* [SET TASK A]: Name the three parts that the post about British prisoners at Auschwitz says the camp was made up of.

* [SELECTED TEXT]:
┄┄┄┄┄┄┄┄┄┄
Post by Potsdamerplatz » 25 Sep 2007, 13:52

BRITISH PRISONERS OF AUSCHWITZ

It was the most infamous of the Nazi death camps, but it also held British PoWs whose incredible acts of bravery and sabotage hampered the German war effort and helped Jewish inmates

At first it looked like a tranquil rural scene, a small copse set among fields of yellow clay.

Staggering off the trains after their long journey, the men took little note of the suitcases and belongings gathered in heaps by the side of the platform.

The cries of the German guards brought them back to reality. It was the end of 1943. The temperature was dropping. The tide of the war may have been turning, but for Arthur Dodd, a Royal Army Service Corps driver captured in North Africa, the hell was just beginning.

Auschwitz. The name conjures images of despair and the evils of the Holocaust, where, according to conservative estimates, at least 2.5 million people died.

Yet what many people might not realise is that Auschwitz was not just an extermination camp. Throughout the war it also played host to thousands of British prisoners of war. As a new book reveals, despite the starvation rations and savage beatings they received at the hands of their captors, some of them carried out feats of astonishing bravery, sabotaging the Nazi war effort, risking their lives to help the Jewish inmates and, on at least one occasion, killing their guards.

The largest of the Nazi concentration and extermination camps, located in southern Poland, it consisted of Auschwitz I, the administrative centre, Auschwitz II (Birkenau), the extermination camp, and Auschwitz III (Monowitz), a work camp. The British were housed in the latter, up to 1,400 by 1943.

Dodd was one of those soldiers.

He found himself crossing the border of Germany into Nazi occupied Poland because he had missed out on an escape attempt.

Captured along with thousands of others after the battle of Tobruk in North Africa, he had suffered appalling conditions in overcrowded Italian PoW camps.

He then drew a short straw during an audacious breakout (with men hidden inside tea chests) and had to remain behind.

One day, Dodd and his fellow prisoners were dispatched to work in nearby quarries. When they refused to carry out the work, Dodd recalls shouting: "The Geneva Convention strictly forbids forcing PoWs to help the enemy's war efforts!" ? they earned a severe beating.

Soon after, the rebellious Brits were crammed on to a train. Twenty-four hours later they had travelled to a small town west of Krakow. This was their first sight of Auschwitz.

On the day they arrived, the first thing they noticed as they approached was the cold and the stench. "It was unbelievable, " says Cyril Quartermaine, now 87, who, like Dodd, was captured at Tobruk. "You could see the smoke from the chimneys.

Then as you got off the cattle trucks, there was this terrible smell that got on your clothes, into your nose. I'll never forget it. I still can't eat most meat to this day." Marched by German soldiers to their new barracks, Dodd saw a Jewish girl being beaten by an SS officer.
┄┄┄┄┄┄┄┄┄┄
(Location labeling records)

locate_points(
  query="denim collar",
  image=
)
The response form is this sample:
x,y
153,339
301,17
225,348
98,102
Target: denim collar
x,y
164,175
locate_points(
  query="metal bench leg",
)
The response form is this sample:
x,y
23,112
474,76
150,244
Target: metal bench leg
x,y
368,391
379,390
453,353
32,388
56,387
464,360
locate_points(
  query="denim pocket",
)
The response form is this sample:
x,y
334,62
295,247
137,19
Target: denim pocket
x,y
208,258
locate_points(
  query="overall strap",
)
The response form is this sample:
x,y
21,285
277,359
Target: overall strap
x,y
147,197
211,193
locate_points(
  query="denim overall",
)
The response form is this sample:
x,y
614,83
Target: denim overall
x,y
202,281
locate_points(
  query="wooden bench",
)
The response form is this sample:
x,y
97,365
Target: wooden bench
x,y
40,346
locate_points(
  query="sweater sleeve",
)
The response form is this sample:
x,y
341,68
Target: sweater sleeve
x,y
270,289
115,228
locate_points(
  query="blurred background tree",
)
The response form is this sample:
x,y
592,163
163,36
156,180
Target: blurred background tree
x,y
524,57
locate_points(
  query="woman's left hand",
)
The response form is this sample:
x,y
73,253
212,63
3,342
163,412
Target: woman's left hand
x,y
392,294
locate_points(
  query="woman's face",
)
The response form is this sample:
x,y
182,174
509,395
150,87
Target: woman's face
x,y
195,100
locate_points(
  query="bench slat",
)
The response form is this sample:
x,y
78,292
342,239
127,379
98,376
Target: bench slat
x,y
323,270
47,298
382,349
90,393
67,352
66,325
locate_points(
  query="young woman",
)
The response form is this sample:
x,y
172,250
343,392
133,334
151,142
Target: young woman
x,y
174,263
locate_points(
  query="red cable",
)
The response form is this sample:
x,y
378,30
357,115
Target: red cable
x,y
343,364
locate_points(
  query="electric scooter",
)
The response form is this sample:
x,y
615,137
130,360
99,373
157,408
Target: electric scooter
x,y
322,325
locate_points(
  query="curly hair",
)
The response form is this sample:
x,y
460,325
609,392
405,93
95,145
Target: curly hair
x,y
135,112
┄┄┄┄┄┄┄┄┄┄
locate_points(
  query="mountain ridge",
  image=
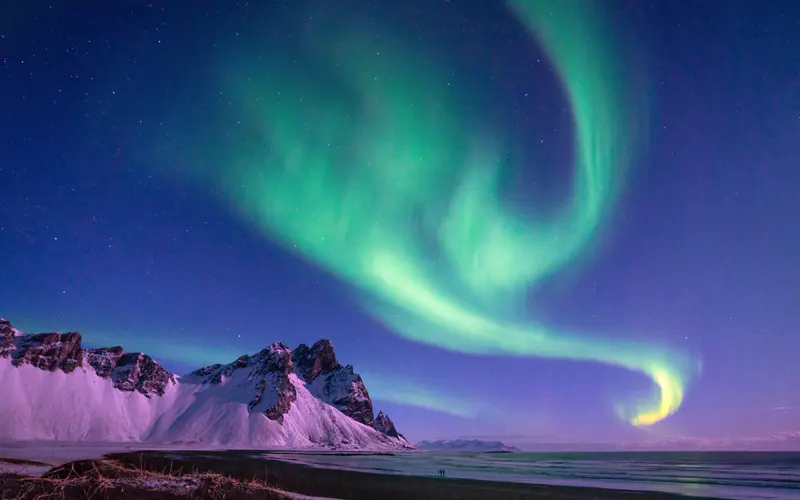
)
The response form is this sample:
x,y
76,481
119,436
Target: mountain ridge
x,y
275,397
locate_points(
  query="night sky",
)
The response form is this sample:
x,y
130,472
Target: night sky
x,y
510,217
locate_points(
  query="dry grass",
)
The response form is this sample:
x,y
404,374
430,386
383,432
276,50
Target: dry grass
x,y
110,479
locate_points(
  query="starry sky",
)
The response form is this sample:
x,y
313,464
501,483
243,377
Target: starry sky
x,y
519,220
┄┄┄┄┄┄┄┄┄┄
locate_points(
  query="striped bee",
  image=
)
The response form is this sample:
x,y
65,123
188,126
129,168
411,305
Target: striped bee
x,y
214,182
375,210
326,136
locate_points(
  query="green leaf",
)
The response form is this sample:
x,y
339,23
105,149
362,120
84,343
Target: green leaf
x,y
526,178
┄┄┄┄┄┄┄┄┄┄
* [SET TASK B]: How many lines of the records contain the word "bench"? Give only the number.

* [TASK SOLUTION A]: Auschwitz I, the administrative center; Auschwitz II (Birkenau), the extermination camp; and Auschwitz III (Monowitz), a work camp.

* [TASK SOLUTION B]: 6